▶ [REQUEST] Rescale the stretch of the listing from its start through the line containing "x=279, y=323", writing all of those lines out again with the requests included. Multiply each answer coordinate by 2.25 and round it to a whole number, halves up, while leaving the numbers in the requests and their sample pins unchanged.

▶ [DATA FOR THIS TASK]
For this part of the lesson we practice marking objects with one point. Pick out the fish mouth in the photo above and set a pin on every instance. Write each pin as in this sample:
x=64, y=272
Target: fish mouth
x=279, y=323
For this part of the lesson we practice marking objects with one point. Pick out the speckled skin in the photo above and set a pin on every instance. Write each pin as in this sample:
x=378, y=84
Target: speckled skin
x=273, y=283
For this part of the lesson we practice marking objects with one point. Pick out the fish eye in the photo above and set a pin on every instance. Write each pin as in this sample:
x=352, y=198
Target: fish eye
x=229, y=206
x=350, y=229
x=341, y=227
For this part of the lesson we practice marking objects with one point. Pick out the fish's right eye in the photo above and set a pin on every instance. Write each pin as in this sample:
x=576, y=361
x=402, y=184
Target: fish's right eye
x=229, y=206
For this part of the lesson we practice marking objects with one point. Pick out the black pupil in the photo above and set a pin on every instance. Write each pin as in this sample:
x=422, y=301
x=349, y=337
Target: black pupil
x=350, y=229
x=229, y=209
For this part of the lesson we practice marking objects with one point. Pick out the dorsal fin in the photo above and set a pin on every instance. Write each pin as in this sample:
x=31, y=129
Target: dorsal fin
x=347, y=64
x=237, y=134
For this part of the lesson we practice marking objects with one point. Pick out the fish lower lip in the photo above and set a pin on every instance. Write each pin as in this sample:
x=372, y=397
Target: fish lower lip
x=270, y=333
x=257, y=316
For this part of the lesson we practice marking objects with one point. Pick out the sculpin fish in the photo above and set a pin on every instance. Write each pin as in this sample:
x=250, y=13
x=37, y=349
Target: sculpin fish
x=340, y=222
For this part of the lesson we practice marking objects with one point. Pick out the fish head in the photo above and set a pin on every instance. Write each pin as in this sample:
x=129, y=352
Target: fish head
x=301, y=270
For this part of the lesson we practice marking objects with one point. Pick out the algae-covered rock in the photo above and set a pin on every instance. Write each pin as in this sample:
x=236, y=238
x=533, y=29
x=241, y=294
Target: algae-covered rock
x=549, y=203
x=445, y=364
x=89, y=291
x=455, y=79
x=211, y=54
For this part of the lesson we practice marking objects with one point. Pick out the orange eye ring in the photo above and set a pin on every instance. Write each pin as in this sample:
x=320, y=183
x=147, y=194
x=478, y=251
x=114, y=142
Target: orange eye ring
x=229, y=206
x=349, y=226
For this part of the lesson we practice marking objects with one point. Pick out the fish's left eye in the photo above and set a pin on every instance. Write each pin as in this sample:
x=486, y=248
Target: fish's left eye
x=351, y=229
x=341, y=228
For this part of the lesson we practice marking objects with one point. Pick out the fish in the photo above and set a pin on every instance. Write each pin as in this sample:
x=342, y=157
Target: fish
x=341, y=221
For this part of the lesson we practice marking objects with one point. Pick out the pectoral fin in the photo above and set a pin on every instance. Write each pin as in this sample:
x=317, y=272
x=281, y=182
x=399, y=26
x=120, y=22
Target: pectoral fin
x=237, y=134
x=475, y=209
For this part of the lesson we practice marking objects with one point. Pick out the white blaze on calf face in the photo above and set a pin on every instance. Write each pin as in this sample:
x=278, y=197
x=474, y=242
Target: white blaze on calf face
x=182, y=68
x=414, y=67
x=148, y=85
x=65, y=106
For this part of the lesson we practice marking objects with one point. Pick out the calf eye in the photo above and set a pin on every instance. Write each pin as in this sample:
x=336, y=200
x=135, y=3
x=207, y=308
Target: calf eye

▶ [COMPLETE OUTPUT]
For this part of the lesson we practice marking objects with one point. Pick out the fish mouth in the photo above and set a pin on every instance. Write each pin as in this sample:
x=64, y=272
Target: fish mouth
x=628, y=727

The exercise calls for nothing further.